-- Supplied text --
•••••
= Equal Access to Justice Act =

In the United States of America, the Equal Access to Justice Act (EAJA), first passed in 1980, authorizes the payment of attorney's fees to a prevailing party in an action against the United States absent a showing by the government that its position in the underlying litigation "was substantially justified". The Act is codified in scattered sections of the United States Code:
- 5 U. S. C. § 504 provides that an agency that conducts an adversary adjudication against a prevailing party (as "party" is defined) shall pay the fees and expenses of the party, unless the adjudicative officer of the agency finds that the position of the agency was substantially justified. "Adversary adjudication" is defined as a formal trial-type ex parte proceeding in which the agency is adverse to the party, and governed by 5 U. S. C. § 554 "trial type" proceedings, as opposed to an inter partes proceeding in which the agency adjudicates a dispute between two parties, or the less-formal proceedings of § 555.
- 28 U. S. C. §2412 provides that the agency shall pay attorney fees of a prevailing party in a court case against the agency, unless the court finds that the agency position was substantially justified.

Each is subject to multiple conditions. Section 2412(d)(1) for court fees requires:
- a short time deadline after the favorable final judgment (see Time for Filing), including a statement of "the amount sought, including an itemized statement from any attorney ... stating the actual time expended and the rate" charged.
- a showing that the applicant is a "prevailing party"
- a showing that the applicant is "eligible to receive an award"
•••••
-- What to work on --
[1] Using the text on the Equal Access to Justice Act, answer each question briefly:
(a) In what year was the Act first passed?
(b) Which section of the United States Code covers fees for a party prevailing in an adversary adjudication conducted by an agency?
(c) Under 28 U. S. C. §2412, who must find the agency position substantially justified for the agency to avoid paying a prevailing party's attorney fees?
[2] Please carry the text on the Equal Access to Justice Act forward from its last line.
•••••
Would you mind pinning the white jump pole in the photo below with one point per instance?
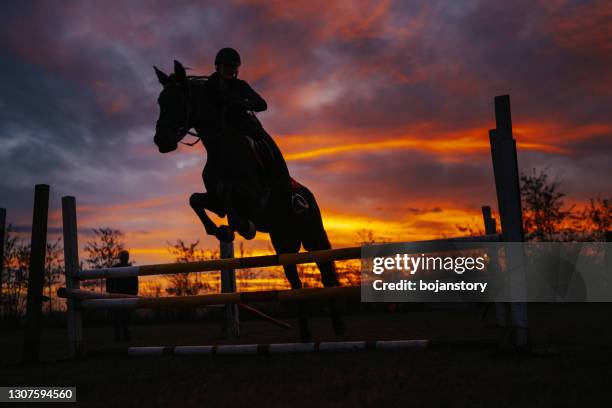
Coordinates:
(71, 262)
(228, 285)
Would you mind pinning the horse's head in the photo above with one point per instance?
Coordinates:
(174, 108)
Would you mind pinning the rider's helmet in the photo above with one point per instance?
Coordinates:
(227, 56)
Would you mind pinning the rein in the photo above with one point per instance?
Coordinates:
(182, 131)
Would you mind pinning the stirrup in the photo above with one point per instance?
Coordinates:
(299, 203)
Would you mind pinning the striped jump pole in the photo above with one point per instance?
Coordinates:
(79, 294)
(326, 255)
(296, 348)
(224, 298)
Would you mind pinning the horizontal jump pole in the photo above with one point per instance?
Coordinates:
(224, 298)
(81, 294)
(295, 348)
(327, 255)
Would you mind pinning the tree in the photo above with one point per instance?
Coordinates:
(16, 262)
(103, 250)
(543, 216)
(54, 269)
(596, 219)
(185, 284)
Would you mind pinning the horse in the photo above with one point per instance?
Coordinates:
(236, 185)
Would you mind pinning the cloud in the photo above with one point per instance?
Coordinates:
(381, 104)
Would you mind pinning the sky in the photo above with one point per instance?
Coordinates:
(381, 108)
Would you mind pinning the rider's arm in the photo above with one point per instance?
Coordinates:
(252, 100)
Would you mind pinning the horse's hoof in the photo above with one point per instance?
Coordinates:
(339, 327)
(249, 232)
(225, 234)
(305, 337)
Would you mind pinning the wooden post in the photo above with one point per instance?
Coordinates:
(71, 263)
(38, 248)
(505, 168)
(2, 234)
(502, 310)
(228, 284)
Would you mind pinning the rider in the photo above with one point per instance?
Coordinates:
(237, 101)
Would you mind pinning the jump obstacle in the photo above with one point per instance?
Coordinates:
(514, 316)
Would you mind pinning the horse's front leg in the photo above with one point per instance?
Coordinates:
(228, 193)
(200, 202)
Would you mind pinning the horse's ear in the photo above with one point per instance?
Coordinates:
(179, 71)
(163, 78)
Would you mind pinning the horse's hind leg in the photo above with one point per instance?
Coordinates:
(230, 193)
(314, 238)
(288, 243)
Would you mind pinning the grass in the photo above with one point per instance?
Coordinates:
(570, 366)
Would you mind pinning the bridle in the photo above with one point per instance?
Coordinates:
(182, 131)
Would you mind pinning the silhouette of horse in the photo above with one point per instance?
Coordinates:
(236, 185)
•••••
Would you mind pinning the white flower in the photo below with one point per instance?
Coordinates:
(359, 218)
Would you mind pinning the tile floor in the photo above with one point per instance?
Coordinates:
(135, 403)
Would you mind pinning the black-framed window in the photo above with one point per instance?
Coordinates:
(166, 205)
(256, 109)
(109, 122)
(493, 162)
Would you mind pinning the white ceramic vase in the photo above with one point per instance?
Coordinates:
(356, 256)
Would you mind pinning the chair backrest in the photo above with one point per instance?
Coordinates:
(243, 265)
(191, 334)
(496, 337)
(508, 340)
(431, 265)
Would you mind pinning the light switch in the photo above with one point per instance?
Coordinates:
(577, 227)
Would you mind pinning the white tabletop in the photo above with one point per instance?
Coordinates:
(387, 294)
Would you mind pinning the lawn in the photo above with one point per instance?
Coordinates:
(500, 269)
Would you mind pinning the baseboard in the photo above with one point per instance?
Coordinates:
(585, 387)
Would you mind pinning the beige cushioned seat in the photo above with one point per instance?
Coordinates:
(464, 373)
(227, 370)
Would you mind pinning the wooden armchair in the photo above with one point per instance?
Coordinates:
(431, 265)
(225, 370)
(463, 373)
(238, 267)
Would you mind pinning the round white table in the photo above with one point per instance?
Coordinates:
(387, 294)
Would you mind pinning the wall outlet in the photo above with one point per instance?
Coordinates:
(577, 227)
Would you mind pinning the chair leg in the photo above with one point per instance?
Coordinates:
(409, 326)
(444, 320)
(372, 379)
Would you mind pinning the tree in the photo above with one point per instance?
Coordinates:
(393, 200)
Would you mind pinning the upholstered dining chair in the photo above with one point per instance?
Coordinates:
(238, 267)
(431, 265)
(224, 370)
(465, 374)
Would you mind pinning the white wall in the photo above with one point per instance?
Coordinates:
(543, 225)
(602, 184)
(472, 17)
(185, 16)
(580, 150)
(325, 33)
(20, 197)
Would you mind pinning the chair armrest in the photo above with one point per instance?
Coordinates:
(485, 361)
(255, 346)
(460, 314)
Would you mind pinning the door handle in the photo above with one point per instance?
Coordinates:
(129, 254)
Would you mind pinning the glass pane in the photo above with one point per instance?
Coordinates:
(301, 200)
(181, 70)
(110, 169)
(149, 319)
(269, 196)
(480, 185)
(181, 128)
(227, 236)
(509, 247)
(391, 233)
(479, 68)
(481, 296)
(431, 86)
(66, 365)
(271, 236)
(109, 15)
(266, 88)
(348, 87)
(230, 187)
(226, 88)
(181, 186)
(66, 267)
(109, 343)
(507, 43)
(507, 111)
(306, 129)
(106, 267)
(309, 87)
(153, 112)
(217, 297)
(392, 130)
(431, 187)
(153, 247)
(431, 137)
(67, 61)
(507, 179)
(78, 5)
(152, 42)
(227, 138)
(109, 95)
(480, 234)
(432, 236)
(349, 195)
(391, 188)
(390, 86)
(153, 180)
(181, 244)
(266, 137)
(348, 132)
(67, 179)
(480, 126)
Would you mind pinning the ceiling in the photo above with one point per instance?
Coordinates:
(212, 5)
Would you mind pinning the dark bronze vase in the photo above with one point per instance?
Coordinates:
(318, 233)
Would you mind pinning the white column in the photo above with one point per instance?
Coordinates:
•••••
-- Answer list --
[1]
(a) 1980
(b) 5 U. S. C. § 504
(c) The court

[2]
- a limit on the net worth of the party (see Net worth)
- an allegation that "the position of the United States was not substantially justified" (see Substantial Justification and Special Circumstances and Scarborough v. Principi, 541 U.S. 401, 415-16).

== Time for filing ==
An applicant for attorney's fees under the EAJA must file an application within thirty days of the final judgment in the civil action. 28 U.S.C. § 2412(d)(1)(B). Scarborough, 541 U.S. 401 (2004). However, an EAJA application may be filed until thirty days after a judgment becomes “final and not appealable”. 28 U.S.C. §§ 2412(d)(1)(B) and (d)(2)(G). In some instances when an agency of the United States is a party in this case, a notice of appeal may be filed within 60 days of entry of the judgment. Fed. R. App. P. 4(a)(1). Shalala v. Schaefer, 509 U.S. 292 (1993). See Melkonyan v. Sullivan, 501 U.S. 89 (1991), where the Supreme Court ruled that the filing period starts to accrue only after the time to appeal has expired for all parties.

== Net worth ==
A party must meet the threshold requirement of having a net worth not in excess of $7,000,000 for any owner of an unincorporated business, or any partnership, corporation, association, unit of local government, or organization. Or, $2,000,000 at the time the action was filed for an individual. 28 U. S. C. §2412(d)(2)(B)).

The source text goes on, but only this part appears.